• _Selected excerpt_:
..............................

After 15 years in the position, this term marks the final one for Janice Stein in her capacity as the director of the Munk School of Global Affairs.
Stein is an expert in the field of international relations, and specializes in studies on the Middle East.
She has a laundry list of achievements, including being a fellow of the Royal Society of Canada, a member of the Order of Ontario and the Order of Canada, and a recipient of the Molson Prize, among many others.
Stephen Toope, former president of the University of British Columbia, will take over Stein’s position beginning January 1, 2015.
The Varsity sat down with Stein to discuss her past, present, and future at the University of Toronto.
The Varsity: Your career has been full of remarkable achievements. Where does your time at the Munk School fit into that list?
Janice Stein: The Munk School is one of the things that I am proudest of. It started as a small start-up — multidisciplinary — pulling people together from across the campus. It is a really special environment. We think of ourselves as an incubator where people can come and feel free to take some smart risks and to be comfortable failing. In order to do that, you need to have an environment which is somewhat informal and supportive, and I think that culture has infused all of our teaching and research.
TV: Could you share something that has most stood out for you over the course of your time at Munk?

..............................

[Natural-language object grounding material]
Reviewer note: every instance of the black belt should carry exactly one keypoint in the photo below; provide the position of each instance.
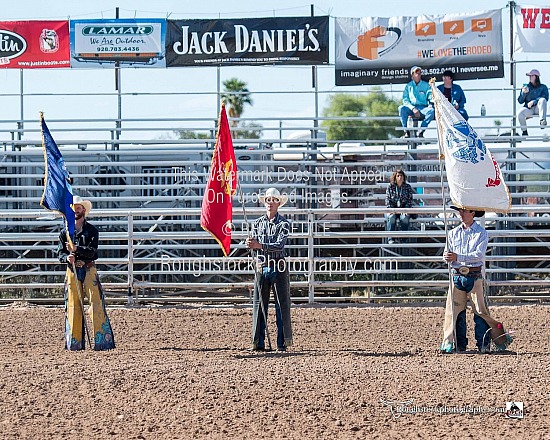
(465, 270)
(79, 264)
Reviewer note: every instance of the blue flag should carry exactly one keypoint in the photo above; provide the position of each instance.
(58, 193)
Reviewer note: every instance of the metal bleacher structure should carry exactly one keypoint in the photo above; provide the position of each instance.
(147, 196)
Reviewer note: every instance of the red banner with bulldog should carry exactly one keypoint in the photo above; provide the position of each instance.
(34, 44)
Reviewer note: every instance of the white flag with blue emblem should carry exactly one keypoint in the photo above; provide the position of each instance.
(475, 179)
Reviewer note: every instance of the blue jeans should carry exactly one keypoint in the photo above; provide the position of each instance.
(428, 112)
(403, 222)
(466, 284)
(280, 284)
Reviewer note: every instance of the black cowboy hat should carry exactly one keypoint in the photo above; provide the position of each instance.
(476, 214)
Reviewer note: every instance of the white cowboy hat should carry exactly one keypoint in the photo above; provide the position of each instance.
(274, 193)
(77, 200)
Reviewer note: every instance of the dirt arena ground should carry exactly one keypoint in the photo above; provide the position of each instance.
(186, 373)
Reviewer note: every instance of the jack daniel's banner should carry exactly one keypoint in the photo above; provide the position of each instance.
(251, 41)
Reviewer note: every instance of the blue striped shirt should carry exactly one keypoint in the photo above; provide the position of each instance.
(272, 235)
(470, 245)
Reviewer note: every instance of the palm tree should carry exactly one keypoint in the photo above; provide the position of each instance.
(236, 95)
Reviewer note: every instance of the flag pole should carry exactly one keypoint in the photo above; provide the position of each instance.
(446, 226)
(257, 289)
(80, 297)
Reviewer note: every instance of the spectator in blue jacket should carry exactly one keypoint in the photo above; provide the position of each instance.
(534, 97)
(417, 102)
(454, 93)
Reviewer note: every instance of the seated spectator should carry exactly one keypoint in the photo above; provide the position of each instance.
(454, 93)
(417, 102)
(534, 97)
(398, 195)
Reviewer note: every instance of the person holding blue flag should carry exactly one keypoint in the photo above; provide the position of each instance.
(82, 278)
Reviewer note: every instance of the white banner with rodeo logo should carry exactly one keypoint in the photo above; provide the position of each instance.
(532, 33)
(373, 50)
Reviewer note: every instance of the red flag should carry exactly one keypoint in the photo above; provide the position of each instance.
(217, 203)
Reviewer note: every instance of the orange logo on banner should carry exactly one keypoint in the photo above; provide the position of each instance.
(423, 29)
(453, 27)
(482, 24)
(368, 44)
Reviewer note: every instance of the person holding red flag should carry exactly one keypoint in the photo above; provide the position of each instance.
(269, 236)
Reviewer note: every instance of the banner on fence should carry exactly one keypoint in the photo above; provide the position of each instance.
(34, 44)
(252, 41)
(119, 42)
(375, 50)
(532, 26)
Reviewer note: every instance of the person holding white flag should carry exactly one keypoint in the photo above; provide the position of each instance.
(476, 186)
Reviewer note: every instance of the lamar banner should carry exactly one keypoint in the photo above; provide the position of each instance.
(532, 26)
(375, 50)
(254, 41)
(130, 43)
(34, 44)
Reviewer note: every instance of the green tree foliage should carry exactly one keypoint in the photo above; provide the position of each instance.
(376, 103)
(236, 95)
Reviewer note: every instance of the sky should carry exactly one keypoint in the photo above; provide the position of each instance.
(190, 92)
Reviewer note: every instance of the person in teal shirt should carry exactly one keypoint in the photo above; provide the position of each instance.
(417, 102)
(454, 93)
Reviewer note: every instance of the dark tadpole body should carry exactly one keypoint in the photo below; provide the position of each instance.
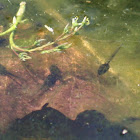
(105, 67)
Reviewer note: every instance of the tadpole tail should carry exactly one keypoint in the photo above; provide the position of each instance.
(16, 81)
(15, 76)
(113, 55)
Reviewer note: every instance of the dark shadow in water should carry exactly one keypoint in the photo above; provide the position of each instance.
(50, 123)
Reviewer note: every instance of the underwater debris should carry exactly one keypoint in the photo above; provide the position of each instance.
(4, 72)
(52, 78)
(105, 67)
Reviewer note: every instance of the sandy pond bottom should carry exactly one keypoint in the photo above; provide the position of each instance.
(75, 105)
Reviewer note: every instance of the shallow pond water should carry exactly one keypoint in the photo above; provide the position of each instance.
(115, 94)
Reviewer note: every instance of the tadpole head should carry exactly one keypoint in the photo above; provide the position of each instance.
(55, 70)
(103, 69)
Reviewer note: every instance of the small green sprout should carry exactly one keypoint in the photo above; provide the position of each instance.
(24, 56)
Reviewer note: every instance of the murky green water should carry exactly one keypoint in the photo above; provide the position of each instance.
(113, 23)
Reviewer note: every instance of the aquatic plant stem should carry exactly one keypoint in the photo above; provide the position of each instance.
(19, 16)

..............................

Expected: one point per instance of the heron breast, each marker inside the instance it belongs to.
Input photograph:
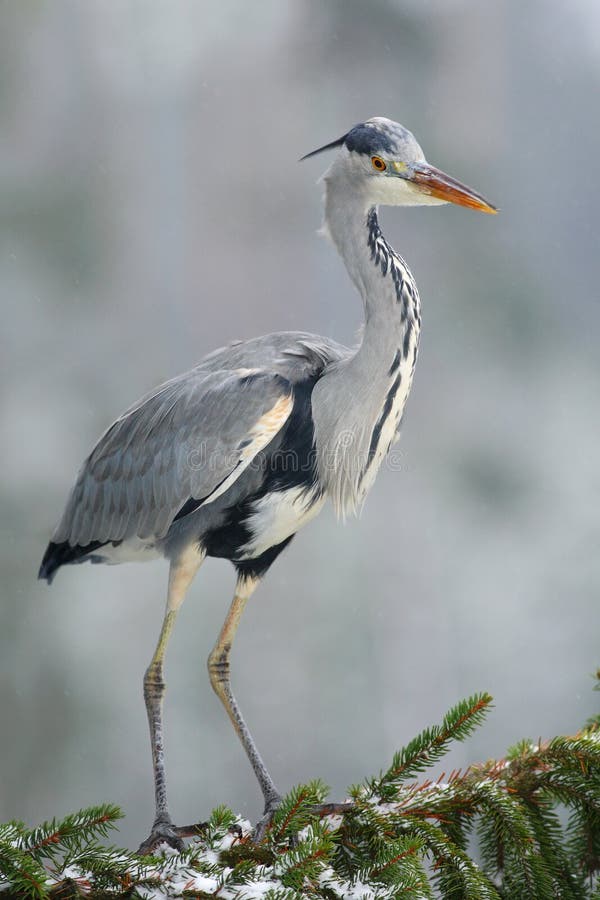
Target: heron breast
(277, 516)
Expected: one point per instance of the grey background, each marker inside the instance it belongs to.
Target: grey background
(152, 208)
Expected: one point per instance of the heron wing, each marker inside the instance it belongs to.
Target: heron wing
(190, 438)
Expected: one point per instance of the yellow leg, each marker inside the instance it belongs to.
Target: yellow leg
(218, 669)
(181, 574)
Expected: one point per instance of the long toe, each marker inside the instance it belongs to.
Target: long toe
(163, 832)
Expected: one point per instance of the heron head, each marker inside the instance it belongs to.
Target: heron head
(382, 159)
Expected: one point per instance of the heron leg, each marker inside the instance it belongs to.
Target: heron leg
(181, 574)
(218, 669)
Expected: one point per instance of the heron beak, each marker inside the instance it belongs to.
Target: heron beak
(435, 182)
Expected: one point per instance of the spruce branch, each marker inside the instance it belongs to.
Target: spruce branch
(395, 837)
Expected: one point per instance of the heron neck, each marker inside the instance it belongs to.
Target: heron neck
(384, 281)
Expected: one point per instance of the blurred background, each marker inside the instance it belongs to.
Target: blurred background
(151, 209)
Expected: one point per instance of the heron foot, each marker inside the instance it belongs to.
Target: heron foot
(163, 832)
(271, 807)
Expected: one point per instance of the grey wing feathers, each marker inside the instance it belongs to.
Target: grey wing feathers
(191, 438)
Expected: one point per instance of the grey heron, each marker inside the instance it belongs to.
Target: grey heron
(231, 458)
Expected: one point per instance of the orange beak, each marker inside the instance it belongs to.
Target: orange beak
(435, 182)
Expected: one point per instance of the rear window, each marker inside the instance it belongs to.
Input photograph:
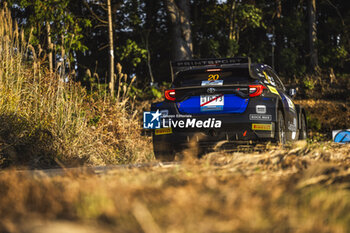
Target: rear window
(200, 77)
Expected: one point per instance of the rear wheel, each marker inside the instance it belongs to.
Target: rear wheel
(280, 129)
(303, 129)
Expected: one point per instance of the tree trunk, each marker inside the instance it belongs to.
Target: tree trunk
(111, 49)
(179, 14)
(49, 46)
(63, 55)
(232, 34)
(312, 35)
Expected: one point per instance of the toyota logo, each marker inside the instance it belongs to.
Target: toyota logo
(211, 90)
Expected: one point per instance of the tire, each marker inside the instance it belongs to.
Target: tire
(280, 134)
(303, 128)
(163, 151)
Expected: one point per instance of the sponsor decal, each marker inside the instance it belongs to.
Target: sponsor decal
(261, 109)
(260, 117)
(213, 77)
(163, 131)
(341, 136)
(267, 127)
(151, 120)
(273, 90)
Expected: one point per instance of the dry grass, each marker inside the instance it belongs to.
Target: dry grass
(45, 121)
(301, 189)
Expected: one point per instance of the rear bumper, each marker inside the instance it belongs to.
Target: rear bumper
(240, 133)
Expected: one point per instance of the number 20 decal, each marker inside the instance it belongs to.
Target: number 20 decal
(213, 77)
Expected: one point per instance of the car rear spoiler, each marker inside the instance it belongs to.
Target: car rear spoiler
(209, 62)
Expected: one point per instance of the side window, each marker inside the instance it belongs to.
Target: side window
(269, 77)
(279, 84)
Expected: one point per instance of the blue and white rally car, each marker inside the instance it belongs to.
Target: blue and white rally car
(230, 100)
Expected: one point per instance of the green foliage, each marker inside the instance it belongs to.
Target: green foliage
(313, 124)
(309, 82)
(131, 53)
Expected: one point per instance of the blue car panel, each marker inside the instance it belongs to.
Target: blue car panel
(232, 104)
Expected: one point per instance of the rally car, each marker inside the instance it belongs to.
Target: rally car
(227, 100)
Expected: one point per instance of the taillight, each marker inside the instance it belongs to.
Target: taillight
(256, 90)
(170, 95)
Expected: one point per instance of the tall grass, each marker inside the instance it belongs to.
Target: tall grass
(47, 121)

..............................

• _Problem description_:
Answer these questions about the interview with Janice Stein:
(a) How long has Stein been director of the Munk School of Global Affairs?
(b) Who will take over her position, and on what date?
(c) According to Stein, what does the Munk School think of itself as?

• _Written response_:
(a) 15 years.
(b) Stephen Toope, beginning January 1, 2015.
(c) An incubator.